Problem to solve:
Return, word for word, every line starting at the line with "locate the white soccer ball" and ending at the final line of the entries; skip the pictures.

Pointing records
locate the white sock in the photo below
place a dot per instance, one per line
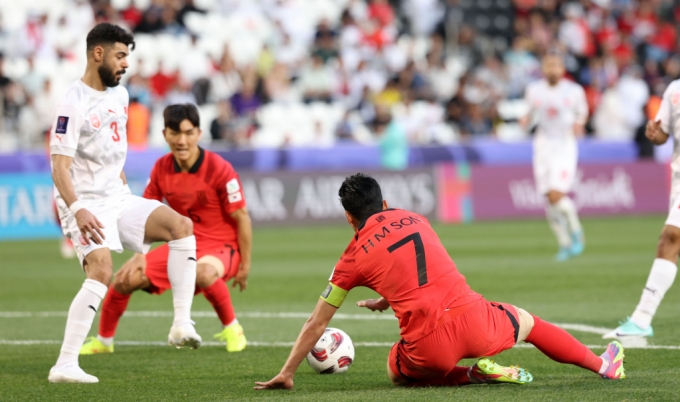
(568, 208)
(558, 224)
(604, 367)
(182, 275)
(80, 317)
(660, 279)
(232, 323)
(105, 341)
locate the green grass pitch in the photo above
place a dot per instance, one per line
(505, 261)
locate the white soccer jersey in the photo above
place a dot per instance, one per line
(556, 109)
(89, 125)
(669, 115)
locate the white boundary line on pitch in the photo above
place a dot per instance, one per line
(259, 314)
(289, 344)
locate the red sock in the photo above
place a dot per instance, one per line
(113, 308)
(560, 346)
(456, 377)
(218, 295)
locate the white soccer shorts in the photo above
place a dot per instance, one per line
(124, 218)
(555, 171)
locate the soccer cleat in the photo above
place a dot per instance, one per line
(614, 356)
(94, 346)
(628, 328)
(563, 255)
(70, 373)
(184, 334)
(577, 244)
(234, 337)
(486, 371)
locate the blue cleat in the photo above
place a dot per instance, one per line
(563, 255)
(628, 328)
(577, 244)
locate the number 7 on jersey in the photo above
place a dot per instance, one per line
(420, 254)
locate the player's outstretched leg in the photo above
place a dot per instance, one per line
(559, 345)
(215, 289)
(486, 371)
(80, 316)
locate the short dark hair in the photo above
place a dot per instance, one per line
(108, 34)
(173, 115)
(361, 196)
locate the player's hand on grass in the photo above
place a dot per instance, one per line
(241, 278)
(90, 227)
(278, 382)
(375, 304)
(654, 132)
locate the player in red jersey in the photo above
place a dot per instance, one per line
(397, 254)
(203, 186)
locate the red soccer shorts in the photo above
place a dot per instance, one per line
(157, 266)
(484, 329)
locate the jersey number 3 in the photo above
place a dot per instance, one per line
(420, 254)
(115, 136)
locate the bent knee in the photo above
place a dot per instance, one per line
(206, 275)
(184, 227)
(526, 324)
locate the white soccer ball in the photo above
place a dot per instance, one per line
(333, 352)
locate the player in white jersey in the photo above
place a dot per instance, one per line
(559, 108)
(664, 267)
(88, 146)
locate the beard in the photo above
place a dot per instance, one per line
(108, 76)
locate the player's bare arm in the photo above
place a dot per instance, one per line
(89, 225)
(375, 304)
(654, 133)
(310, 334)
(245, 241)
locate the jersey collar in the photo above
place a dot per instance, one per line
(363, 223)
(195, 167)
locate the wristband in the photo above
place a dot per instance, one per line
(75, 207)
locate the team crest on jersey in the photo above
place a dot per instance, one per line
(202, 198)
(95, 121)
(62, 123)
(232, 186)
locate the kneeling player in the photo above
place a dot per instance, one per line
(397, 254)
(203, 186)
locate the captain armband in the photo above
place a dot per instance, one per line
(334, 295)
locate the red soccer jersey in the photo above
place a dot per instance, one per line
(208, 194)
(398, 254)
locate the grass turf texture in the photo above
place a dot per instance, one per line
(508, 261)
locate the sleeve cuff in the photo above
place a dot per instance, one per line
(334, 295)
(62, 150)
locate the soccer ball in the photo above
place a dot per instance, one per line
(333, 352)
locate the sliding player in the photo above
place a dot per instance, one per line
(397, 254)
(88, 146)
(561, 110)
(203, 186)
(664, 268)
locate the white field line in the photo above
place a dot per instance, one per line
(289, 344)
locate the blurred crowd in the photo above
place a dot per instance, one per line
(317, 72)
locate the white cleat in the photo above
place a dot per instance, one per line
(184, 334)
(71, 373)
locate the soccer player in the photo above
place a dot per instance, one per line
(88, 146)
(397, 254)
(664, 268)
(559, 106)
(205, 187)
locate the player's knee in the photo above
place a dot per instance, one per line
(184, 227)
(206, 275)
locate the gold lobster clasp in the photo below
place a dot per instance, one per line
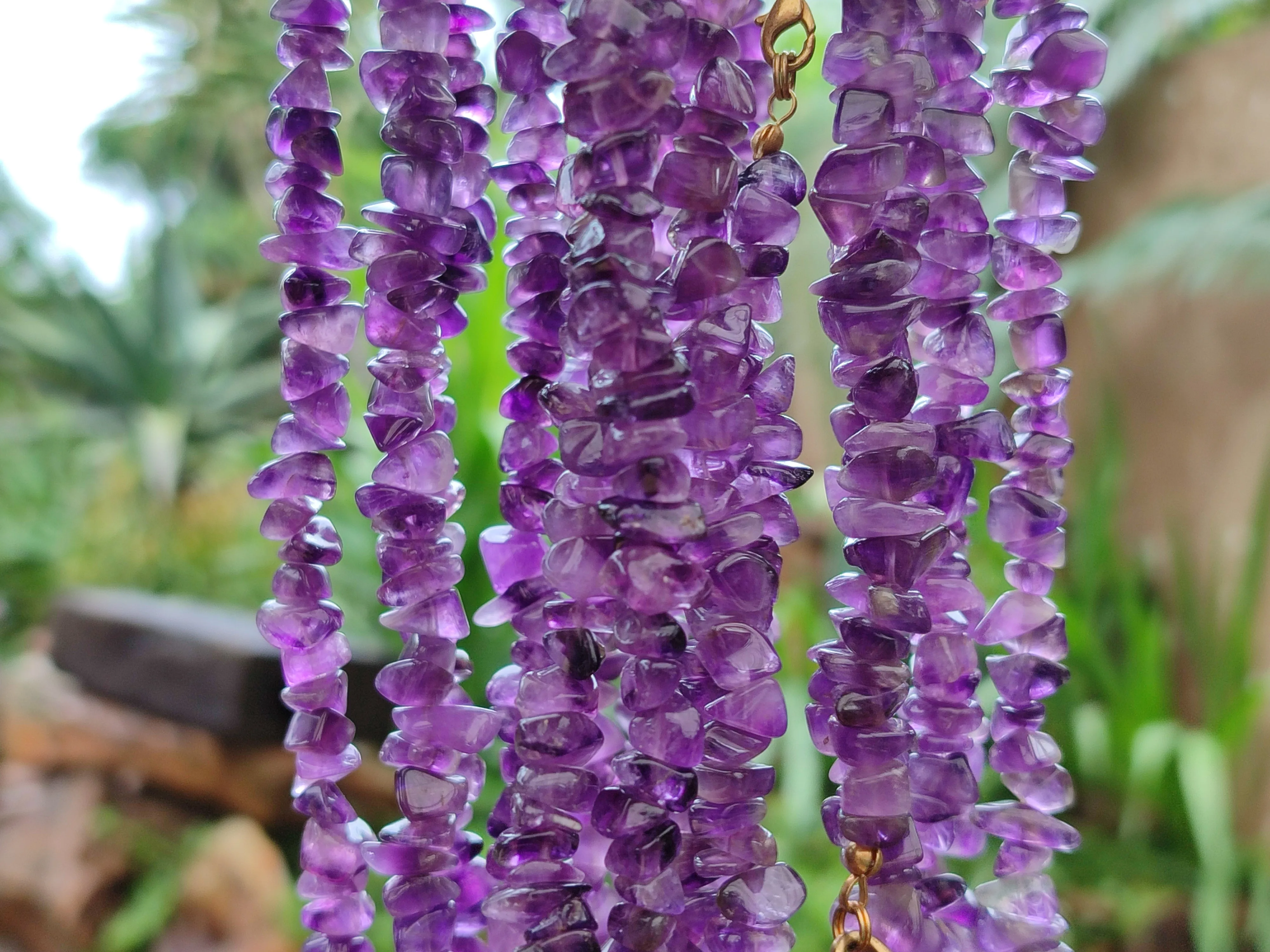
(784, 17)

Written response:
locate the white soccer ball in the photo above
place a dot per instance, one per line
(333, 352)
locate the player in white jersey in the photo above
place a dot per instance, one per line
(559, 108)
(664, 267)
(88, 146)
locate the beard in the photo above
place a dot per instance, one per line
(108, 76)
locate the player's bare arm in the photo above
place a dot per instance, one per line
(89, 225)
(375, 304)
(654, 133)
(310, 334)
(245, 241)
locate the jersey collar in the photo above
place a dot per instance, one per line
(363, 223)
(195, 167)
locate the wristband in the photo above
place a dot per instance, one per line
(75, 207)
locate the team crest on jersey in the photo above
place a dot per instance, one per line
(202, 198)
(95, 121)
(62, 123)
(232, 186)
locate the kneeling player in the photo above
place a dot per instance, one per line
(397, 254)
(203, 186)
locate the captain armband in the photo above
place a dot per instance, one per line
(334, 295)
locate the red soccer jersey in the photo above
place a dot per instance, one per line
(208, 194)
(398, 254)
locate the grass turf texture in the photo above
place a dot per instance, one per line
(508, 261)
locate the sleeve cuff in the photo above
place a dot per instance, one per line
(334, 295)
(62, 150)
locate the soccer ball in the photo above
place a dot per instance, one per line
(333, 352)
locate the sliding player in the photo above
place a dot per instance, one per line
(397, 254)
(88, 146)
(561, 110)
(203, 186)
(664, 268)
locate the white field line in the photo above
place a dot per instance, one per line
(289, 344)
locate the blurred crowd in the photo above
place a dot per instance, one per line
(317, 72)
locate the white cleat in the photo above
place a dot per instance, one per line
(184, 334)
(71, 373)
locate the soccer player in the photo above
place a dot per instance, one per line
(88, 146)
(397, 254)
(664, 268)
(559, 106)
(205, 187)
locate the player's knee in the photo above
place a dot per instance, one per line
(184, 227)
(206, 275)
locate the gold lobster clasp in the photo below
place a dot per instance, one per line
(784, 17)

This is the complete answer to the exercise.